EXERCISE PROMPT: Rewrite the material from the line containing "# draw the outline" through the line containing "72), (83, 67)]", both included, with "outline" changed to "contour" and everything else left unchanged.
————————
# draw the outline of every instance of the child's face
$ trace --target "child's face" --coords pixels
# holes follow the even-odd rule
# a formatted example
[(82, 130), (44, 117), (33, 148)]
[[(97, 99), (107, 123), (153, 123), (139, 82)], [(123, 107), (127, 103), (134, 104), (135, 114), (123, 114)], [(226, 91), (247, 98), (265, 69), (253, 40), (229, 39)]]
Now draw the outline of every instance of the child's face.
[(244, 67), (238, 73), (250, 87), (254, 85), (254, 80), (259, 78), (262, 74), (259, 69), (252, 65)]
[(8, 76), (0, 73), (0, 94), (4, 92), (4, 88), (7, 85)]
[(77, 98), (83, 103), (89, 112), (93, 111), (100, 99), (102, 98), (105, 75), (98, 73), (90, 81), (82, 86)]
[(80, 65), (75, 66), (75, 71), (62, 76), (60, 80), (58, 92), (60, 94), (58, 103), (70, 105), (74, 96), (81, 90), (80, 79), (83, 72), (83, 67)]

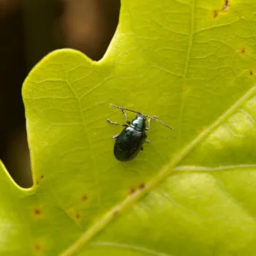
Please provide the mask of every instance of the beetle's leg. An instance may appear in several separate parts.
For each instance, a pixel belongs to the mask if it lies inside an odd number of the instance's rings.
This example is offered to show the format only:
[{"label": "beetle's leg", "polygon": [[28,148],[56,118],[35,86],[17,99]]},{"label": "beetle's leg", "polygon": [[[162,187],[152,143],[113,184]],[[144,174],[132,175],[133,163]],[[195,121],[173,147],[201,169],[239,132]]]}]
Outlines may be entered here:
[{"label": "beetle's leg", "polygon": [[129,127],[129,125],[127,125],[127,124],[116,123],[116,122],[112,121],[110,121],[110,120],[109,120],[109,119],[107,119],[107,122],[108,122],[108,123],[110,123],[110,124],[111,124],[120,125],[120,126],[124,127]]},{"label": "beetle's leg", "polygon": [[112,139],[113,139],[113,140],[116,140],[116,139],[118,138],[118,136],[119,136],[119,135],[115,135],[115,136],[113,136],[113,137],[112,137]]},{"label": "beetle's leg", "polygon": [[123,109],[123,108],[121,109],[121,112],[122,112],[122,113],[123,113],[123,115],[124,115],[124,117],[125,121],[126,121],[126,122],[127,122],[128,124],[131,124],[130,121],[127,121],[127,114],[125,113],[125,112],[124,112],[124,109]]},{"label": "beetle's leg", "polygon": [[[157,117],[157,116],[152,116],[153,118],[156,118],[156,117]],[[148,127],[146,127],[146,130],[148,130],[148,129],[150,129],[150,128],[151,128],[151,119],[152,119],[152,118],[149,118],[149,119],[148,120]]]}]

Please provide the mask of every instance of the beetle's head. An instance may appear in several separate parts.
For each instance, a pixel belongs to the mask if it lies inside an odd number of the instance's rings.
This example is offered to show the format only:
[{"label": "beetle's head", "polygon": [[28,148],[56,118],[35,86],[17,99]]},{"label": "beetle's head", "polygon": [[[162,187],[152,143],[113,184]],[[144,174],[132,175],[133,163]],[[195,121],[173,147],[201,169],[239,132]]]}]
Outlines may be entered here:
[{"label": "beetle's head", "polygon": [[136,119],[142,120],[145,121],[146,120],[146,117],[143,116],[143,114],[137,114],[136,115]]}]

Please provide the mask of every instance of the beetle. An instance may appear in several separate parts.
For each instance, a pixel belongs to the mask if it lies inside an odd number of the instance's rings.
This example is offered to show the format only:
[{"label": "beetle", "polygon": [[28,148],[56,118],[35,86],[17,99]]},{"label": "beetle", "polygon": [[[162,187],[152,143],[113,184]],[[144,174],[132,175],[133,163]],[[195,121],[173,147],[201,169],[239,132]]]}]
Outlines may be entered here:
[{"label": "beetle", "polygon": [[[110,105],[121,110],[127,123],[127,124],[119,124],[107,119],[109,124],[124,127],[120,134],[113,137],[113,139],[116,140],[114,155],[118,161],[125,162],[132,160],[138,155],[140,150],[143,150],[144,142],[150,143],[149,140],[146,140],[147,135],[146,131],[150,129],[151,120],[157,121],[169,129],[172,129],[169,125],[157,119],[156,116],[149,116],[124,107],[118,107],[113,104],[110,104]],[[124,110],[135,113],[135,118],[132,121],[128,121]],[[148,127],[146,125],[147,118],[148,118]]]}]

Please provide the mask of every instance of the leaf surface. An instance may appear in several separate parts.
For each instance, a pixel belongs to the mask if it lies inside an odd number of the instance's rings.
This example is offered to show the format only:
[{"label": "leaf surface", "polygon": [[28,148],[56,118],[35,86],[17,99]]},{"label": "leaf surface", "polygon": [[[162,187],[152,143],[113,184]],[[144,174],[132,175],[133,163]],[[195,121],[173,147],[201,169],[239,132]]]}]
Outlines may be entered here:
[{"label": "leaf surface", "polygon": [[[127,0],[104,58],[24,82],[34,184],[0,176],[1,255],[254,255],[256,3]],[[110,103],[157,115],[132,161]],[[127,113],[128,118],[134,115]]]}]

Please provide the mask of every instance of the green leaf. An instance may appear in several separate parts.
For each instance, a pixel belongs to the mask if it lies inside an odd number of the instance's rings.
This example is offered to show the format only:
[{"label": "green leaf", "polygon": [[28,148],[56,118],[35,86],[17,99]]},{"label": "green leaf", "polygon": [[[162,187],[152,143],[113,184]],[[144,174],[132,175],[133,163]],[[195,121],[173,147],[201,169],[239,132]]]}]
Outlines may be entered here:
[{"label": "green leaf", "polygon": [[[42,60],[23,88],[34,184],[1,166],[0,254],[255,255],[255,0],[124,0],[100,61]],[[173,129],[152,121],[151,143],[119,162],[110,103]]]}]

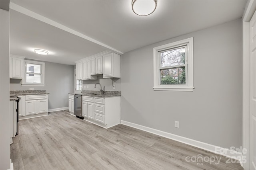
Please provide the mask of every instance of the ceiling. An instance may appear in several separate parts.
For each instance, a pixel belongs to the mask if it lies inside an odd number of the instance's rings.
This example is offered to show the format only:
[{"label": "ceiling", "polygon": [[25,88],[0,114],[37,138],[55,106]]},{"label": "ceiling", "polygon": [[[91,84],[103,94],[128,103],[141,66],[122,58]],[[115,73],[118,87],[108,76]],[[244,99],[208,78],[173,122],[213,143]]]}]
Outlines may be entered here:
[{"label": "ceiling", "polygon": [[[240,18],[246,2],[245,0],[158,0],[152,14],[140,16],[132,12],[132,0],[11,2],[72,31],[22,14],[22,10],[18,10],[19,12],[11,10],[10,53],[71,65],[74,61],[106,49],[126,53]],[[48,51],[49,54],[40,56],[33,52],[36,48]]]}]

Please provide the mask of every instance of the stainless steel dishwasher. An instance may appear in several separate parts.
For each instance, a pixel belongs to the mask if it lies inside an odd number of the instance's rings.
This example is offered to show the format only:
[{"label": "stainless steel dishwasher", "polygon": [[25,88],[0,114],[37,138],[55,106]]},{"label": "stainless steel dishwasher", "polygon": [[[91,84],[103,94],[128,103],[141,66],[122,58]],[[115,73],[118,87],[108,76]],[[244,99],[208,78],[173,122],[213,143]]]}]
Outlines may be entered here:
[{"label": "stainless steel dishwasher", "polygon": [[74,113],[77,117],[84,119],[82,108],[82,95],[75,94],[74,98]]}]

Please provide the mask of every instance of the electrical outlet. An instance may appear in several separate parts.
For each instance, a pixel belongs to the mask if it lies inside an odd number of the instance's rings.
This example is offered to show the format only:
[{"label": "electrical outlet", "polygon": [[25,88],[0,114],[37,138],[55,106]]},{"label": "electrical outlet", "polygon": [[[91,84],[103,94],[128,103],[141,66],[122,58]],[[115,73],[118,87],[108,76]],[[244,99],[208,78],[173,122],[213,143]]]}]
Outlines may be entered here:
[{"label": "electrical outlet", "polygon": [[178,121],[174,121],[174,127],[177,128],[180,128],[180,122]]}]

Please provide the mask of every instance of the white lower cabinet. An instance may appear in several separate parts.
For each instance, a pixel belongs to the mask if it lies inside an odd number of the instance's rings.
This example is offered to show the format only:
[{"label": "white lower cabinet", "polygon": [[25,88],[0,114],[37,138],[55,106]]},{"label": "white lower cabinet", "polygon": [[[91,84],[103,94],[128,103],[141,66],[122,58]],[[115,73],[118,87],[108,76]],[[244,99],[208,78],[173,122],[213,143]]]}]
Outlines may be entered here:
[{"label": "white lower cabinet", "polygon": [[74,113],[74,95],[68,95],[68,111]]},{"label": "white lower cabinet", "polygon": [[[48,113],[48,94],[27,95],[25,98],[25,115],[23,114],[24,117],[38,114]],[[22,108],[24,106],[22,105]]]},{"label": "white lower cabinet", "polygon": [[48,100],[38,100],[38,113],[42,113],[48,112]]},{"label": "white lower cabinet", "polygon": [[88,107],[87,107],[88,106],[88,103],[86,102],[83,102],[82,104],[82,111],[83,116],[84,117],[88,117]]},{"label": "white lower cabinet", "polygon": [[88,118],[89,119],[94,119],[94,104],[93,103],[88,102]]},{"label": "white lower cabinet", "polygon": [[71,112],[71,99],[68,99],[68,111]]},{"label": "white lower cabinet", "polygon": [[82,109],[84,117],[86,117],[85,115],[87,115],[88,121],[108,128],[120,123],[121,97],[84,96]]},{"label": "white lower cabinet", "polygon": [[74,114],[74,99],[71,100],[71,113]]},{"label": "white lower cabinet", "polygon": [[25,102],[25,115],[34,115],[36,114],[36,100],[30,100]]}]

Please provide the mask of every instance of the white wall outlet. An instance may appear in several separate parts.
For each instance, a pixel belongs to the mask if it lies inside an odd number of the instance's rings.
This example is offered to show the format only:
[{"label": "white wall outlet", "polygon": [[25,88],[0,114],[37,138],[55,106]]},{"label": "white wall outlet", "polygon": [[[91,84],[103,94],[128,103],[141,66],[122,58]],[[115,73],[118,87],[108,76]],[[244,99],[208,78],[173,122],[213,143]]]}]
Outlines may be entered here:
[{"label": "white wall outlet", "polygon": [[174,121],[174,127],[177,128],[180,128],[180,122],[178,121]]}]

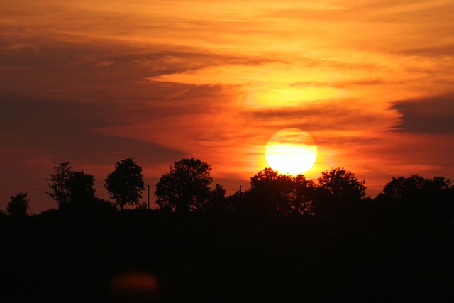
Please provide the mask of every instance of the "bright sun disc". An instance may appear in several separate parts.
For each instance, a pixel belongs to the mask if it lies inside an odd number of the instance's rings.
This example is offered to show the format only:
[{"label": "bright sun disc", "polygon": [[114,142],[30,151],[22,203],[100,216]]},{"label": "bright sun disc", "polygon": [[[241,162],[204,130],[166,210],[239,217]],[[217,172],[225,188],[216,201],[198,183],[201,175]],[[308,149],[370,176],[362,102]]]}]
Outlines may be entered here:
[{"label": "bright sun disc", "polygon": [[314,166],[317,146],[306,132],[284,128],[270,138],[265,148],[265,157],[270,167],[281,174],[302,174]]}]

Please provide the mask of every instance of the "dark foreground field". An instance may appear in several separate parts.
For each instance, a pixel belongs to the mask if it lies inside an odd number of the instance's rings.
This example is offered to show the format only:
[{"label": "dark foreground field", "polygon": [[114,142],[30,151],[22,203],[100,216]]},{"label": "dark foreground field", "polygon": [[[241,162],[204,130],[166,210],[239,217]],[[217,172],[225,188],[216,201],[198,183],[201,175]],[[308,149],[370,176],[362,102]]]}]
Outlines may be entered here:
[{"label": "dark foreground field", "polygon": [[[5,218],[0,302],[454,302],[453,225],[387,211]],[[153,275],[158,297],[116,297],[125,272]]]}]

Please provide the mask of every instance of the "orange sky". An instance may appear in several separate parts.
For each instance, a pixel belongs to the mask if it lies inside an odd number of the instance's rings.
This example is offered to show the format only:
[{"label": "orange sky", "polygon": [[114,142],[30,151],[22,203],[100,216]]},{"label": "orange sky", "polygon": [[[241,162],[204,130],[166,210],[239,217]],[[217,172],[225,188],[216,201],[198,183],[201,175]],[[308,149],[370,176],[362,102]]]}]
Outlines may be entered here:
————————
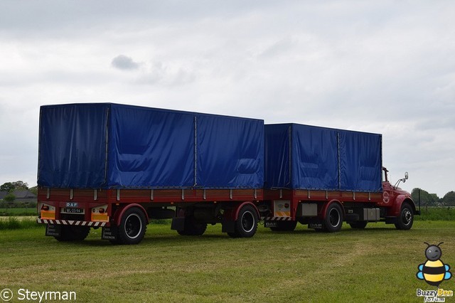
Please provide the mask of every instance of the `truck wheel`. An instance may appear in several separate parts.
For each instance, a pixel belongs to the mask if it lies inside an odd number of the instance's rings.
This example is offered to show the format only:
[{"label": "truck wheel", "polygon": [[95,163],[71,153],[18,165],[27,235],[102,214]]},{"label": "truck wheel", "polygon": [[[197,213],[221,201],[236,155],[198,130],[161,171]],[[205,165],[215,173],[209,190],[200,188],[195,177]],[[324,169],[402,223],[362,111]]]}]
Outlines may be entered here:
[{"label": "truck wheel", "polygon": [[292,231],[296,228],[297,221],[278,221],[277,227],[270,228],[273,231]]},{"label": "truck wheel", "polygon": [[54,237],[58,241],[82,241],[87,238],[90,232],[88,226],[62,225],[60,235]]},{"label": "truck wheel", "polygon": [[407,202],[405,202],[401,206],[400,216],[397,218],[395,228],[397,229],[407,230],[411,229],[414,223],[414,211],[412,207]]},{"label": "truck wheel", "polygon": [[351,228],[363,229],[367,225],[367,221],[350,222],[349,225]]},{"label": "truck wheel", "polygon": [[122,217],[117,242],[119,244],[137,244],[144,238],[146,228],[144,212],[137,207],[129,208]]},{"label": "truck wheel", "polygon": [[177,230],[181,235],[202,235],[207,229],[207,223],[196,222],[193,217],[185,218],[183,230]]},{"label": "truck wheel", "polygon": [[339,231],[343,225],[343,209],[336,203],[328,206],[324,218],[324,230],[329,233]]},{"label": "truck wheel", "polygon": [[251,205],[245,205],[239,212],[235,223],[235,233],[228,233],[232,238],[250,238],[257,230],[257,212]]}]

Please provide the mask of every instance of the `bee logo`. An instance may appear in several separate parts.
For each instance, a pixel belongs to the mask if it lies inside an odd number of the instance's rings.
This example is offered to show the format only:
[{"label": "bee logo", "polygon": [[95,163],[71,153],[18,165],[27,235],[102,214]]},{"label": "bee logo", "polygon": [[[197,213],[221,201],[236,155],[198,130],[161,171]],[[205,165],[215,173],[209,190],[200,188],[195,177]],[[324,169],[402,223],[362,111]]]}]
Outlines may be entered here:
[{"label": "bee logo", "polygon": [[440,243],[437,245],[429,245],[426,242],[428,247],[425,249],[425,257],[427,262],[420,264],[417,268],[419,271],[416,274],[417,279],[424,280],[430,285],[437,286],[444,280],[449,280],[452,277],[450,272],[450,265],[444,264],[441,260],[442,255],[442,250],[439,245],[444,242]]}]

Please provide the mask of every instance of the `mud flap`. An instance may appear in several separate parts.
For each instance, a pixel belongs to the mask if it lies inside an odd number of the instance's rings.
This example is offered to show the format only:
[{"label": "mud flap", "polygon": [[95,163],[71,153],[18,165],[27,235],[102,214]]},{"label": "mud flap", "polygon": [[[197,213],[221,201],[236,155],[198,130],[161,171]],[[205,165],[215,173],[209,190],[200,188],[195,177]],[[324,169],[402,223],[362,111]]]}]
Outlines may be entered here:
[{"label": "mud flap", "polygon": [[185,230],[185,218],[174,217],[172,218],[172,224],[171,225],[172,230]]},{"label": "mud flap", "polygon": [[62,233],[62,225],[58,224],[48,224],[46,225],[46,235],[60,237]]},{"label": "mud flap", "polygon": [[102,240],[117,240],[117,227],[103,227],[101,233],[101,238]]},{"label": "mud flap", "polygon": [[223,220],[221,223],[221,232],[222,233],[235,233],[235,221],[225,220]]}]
————————
OUTPUT FOR THIS EXERCISE:
# draw the contour of every instance of the child's face
$ trace --target "child's face" --coords pixels
# holes follow the even-odd rule
# a formatted example
[(82, 130), (44, 117), (33, 148)]
[[(97, 99), (107, 123), (153, 123), (139, 82)], [(123, 107), (127, 103), (134, 104), (135, 114), (123, 114)], [(226, 91), (247, 98), (265, 69), (253, 40), (229, 39)]]
Now draw the contour of every instance of the child's face.
[(244, 67), (238, 73), (250, 87), (254, 85), (254, 80), (259, 78), (262, 74), (259, 69), (252, 65)]
[(8, 76), (0, 73), (0, 94), (4, 92), (4, 88), (7, 85)]
[(77, 98), (83, 103), (89, 112), (93, 111), (100, 99), (102, 98), (105, 75), (98, 73), (90, 81), (82, 86)]
[(80, 65), (75, 66), (75, 71), (62, 76), (60, 80), (58, 92), (60, 94), (58, 103), (70, 105), (74, 96), (81, 90), (80, 79), (83, 72), (83, 67)]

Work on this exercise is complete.